W środę 1 grudnia 2010 uczestniczyłem, jako prezes Zarządu Stowarzyszenia na rzecz Zmiany Systemu Wyborczego – Jednomandatowe Okręgi Wyborcze, w zorganizowanym przez Prezydenta RP Forum Debaty Samorządowej, której celem, jak rozumiem, jest przygotowanie do zamierzonych przez pana Prezydenta inicjatyw ustawowych w sprawie struktury i funkcjonowania samorządu terytorialnego. Obradom przewodniczył min. Olgierd Dziekoński, Minister Stanu w Kancelarii Prezydenta, a pan Prezydent przysłuchiwał się obradom, wygłosił słowo wstępne i podsumował pierwszą część obrad. Wprowadzenie do dyskusji przygotowali doradcy Prezydenta RP, profesorowie Paweł Świaniewicz i Michał Kulesza. Uczestnicy, w liczbie ok. 60, podzieleni byli na dwie grupy – siedzących za stołem właściwych uczestników Debaty (ok. 20) i ok. 40-osobową grupę obserwatorów. Przedstawiciele mediów dopuszczeni byli tylko na kilka początkowych minut, dla zrobienia zdjęć. Całość spotkania była nagrywana i ma być dostępna w Internecie. Czas wystąpień był ściśle reglamentowany: po 3 minuty dla uczestników właściwych i 2 minuty dla obserwatorów.
Prof. Świaniewicz wprowadził do kwestii jednostek pomocniczych samorządu terytorialnego, a prof. Kulesza przygotował opracowanie na temat relacji między władzą wykonawczą a uchwałodawczą na różnych szczeblach samorządu terytorialnego. Jest ciekawe, że projektodawcy rozważają, de facto, regulację ustawową czwartego stopnia samorządu terytorialnego, bo do tej pory ograniczaliśmy się do trzech (województwa, powiaty, gminy). Wprawdzie prof. Świaniewicz wielokrotnie zastrzegał się, że jest przeciwnikiem przeregulowania sprawy jednostek pomocniczych, jakby nie dostrzegając, że sam pomysł regulowania ustawowego sprawy rad osiedlowych, dzielnicowych itp., jest już sam w sobie daleko idącym przeregulowaniem. W dyskusji, obserwator, p. Mariusz Wis, prezes Zarządu Fundacji im. Madisona „Jednomandatowe Okręgi Wyborcze”, wysunął koncepcję zupełnego zrezygnowania z ustawowego regulowania spraw samorządowych i pozostawienia decyzji, w szczególności kwestii ordynacji wyborczych, samym samorządom. Ale głos ten, jak na razie, pozostał bez echa.
Niezwykłym, ale zasadniczym, elementem tego spotkania i debaty był fakt, że wszyscy mówcy, bez wyjątku, zdecydowanie popierali koncepcje jednomandatowych okręgów wyborczych na różnych szczeblach samorządu terytorialnego, aczkolwiek tu były pewne niuansowe różnice. Natomiast sam pan Prezydent opowiedział się zdecydowanie za JOW na wszystkich szczeblach samorządu terytorialnego, bo uważa, że będzie to znaczący krok w kierunku ewolucyjnego przejścia na system JOW, także w wyborach do Sejmu. Gdy to się sprawdzi w samorządzie, to będziemy mieli poważny argument za wprowadzeniem JOW w wyborach parlamentarnych.

> _Treść zadania A_
Proszę wiernie odtworzyć wszystkie poniższe rekordy, wiersz po wierszu, bez żadnych zmian.
Tekst i rekordy nie mają ze sobą żadnego związku.

> _Rekordy do zadania_
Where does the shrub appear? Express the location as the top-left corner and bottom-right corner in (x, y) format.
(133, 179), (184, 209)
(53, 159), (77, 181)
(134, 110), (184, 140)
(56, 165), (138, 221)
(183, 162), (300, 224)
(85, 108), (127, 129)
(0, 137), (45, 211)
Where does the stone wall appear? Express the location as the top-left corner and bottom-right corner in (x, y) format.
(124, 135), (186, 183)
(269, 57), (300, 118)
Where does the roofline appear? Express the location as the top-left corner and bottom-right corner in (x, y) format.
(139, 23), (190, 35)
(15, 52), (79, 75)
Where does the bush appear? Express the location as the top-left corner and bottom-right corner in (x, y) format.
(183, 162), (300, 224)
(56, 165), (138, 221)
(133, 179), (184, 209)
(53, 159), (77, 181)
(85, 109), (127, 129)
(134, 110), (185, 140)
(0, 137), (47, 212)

> _Treść zadania B_
Proszę wypisać dokładnie fragment tekstu o Forum Debaty Samorządowej od słów „Niezwykłym, ale zasadniczym, elementem” do słów „w wyborach parlamentarnych.”, wraz z nimi.

> _Pełne rozwiązanie A_
Where does the shrub appear? Express the location as the top-left corner and bottom-right corner in (x, y) format.
(133, 179), (184, 209)
(53, 159), (77, 181)
(134, 110), (184, 140)
(56, 165), (138, 221)
(183, 162), (300, 224)
(85, 108), (127, 129)
(0, 137), (45, 211)
Where does the stone wall appear? Express the location as the top-left corner and bottom-right corner in (x, y) format.
(124, 135), (186, 183)
(269, 57), (300, 118)
Where does the roofline appear? Express the location as the top-left corner and bottom-right corner in (x, y) format.
(139, 23), (190, 35)
(15, 52), (79, 75)
Where does the bush appear? Express the location as the top-left corner and bottom-right corner in (x, y) format.
(183, 162), (300, 224)
(56, 165), (138, 221)
(133, 179), (184, 209)
(53, 159), (77, 181)
(85, 109), (127, 129)
(134, 110), (185, 140)
(0, 137), (47, 212)

> _Pełne rozwiązanie B_
Niezwykłym, ale zasadniczym, elementem tego spotkania i debaty był fakt, że wszyscy mówcy, bez wyjątku, zdecydowanie popierali koncepcje jednomandatowych okręgów wyborczych na różnych szczeblach samorządu terytorialnego, aczkolwiek tu były pewne niuansowe różnice. Natomiast sam pan Prezydent opowiedział się zdecydowanie za JOW na wszystkich szczeblach samorządu terytorialnego, bo uważa, że będzie to znaczący krok w kierunku ewolucyjnego przejścia na system JOW, także w wyborach do Sejmu. Gdy to się sprawdzi w samorządzie, to będziemy mieli poważny argument za wprowadzeniem JOW w wyborach parlamentarnych.